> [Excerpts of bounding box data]

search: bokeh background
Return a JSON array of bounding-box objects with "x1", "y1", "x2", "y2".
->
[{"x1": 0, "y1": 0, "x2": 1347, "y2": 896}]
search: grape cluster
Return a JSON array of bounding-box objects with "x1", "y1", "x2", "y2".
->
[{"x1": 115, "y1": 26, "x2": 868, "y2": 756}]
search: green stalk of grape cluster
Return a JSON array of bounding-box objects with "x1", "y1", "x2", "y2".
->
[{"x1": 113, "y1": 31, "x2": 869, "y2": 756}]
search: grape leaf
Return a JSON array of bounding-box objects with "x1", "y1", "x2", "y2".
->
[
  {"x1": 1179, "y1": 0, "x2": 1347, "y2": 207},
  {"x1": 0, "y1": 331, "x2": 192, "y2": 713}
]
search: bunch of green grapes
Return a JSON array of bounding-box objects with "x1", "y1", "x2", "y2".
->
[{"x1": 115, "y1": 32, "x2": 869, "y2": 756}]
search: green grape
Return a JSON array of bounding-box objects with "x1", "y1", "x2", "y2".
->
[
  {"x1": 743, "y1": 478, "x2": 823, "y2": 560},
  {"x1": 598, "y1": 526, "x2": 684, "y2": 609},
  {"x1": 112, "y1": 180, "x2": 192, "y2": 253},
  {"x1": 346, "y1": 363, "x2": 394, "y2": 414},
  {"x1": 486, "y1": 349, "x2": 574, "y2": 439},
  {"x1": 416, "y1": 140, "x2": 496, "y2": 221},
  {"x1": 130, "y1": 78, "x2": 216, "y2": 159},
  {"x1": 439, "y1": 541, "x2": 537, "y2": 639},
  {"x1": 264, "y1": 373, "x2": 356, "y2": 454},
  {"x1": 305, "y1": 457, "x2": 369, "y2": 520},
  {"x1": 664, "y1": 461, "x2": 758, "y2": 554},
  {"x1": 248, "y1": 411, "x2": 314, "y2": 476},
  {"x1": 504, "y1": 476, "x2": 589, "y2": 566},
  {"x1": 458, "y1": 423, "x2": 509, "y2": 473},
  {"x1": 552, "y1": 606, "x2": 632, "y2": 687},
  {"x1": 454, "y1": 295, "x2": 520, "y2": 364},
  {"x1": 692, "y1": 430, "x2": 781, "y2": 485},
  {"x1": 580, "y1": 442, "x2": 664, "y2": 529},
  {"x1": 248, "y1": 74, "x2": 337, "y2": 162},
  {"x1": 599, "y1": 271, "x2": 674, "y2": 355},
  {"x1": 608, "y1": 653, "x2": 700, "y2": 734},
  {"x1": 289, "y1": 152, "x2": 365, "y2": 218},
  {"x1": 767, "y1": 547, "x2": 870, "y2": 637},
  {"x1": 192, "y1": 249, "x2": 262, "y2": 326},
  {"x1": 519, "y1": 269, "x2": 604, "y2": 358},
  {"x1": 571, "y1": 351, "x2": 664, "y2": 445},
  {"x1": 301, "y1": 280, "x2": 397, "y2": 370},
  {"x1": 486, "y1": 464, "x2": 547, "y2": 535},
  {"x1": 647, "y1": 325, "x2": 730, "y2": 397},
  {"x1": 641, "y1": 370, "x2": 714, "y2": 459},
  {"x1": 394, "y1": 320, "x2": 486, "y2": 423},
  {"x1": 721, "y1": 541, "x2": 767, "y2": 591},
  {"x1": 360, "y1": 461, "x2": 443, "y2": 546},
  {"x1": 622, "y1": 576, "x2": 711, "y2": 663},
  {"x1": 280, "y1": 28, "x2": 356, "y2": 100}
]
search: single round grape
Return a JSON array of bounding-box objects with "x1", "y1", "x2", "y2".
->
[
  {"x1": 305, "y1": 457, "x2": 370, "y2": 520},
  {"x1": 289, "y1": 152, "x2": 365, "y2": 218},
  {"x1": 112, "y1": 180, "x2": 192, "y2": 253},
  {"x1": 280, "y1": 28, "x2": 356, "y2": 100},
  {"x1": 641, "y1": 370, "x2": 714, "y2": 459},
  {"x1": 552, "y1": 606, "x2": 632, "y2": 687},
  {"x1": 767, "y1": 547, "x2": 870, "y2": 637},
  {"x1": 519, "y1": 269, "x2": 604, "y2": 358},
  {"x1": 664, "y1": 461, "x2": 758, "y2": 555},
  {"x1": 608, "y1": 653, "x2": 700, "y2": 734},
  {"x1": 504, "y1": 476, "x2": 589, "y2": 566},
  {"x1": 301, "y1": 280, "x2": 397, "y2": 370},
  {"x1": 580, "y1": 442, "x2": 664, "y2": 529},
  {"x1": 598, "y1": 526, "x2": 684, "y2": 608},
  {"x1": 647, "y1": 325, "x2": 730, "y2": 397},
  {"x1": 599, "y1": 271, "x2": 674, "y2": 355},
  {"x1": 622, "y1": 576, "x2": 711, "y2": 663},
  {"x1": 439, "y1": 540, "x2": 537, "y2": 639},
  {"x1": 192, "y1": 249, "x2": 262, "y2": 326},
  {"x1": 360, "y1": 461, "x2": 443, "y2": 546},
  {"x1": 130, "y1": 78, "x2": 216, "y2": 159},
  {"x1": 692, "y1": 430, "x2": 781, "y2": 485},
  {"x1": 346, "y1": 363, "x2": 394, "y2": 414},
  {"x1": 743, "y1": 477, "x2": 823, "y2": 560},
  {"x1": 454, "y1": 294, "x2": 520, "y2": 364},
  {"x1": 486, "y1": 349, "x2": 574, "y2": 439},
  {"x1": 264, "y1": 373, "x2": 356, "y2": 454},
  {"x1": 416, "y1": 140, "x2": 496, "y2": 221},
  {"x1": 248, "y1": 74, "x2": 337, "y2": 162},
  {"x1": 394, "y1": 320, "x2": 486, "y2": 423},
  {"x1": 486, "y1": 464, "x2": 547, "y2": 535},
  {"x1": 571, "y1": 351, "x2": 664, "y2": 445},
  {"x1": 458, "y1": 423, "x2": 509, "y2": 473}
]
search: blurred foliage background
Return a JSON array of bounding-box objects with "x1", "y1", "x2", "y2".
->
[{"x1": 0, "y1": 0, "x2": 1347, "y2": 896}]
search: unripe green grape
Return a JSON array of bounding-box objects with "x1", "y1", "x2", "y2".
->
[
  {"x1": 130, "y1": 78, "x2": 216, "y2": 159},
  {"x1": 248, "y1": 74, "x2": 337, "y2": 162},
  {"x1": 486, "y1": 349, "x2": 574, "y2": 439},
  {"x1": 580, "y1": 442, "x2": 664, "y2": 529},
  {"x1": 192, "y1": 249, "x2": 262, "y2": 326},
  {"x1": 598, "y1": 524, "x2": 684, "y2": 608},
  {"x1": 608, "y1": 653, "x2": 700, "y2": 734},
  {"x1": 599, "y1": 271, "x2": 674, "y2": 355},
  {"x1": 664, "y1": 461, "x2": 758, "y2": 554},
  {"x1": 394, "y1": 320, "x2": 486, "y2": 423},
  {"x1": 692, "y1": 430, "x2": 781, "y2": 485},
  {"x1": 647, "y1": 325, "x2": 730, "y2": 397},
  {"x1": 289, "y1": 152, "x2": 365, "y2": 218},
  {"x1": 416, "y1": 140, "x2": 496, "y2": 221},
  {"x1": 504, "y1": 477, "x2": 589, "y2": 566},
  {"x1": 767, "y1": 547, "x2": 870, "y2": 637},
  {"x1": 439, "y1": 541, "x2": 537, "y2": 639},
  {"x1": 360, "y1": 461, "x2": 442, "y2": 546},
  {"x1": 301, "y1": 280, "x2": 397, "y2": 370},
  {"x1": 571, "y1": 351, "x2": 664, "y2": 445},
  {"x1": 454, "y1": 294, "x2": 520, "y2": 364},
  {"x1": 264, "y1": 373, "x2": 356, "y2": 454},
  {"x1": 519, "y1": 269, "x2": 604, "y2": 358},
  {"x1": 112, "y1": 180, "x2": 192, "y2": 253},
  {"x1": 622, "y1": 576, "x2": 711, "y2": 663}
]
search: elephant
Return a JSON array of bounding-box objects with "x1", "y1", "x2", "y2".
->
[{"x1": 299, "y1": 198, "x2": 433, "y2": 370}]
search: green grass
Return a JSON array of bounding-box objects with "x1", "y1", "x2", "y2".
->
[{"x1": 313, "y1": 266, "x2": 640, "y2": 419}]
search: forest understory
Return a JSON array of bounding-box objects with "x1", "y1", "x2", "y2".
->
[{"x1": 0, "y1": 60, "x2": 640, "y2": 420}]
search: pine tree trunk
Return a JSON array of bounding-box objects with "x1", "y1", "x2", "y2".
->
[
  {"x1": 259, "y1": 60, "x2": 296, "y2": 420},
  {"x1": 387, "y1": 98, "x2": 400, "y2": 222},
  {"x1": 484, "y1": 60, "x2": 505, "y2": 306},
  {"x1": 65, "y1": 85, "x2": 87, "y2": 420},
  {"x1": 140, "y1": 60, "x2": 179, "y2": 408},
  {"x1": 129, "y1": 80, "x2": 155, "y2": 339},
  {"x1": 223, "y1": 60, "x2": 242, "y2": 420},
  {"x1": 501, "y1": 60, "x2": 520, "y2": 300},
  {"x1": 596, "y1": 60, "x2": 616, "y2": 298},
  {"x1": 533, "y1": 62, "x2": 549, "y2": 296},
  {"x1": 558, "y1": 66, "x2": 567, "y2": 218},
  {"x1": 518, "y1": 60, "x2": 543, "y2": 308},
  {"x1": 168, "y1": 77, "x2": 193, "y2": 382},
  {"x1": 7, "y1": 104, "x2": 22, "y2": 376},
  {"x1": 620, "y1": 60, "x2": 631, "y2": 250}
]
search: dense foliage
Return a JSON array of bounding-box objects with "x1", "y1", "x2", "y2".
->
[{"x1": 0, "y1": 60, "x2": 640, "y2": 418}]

> [STATED TASK] Pull out every line of the rows above that contains the word "cluster", copying each one in full.

> [EXERCISE RESPONSE]
search: grape cluster
search: green stalk of grape cluster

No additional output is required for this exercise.